(Saved data entries)
[Start of Attachment]
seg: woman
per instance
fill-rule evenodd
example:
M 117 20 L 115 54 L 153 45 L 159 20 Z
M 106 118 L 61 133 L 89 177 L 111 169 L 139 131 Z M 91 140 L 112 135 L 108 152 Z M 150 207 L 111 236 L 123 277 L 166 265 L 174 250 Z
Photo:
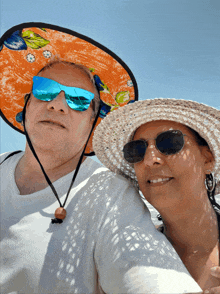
[End of Attachment]
_TASK DETAILS:_ Before duplicating, set the pictures aside; then output exactly the lines from the one with "fill-rule evenodd" through the end of the records, and only those.

_SOLUTION:_
fill-rule evenodd
example:
M 117 20 L 115 54 L 153 45 L 159 20 Z
M 106 118 L 61 133 L 89 177 L 111 169 L 139 131 Z M 91 140 L 112 135 L 108 152 Z M 150 207 L 111 236 L 123 277 L 166 265 L 174 250 Z
Photo:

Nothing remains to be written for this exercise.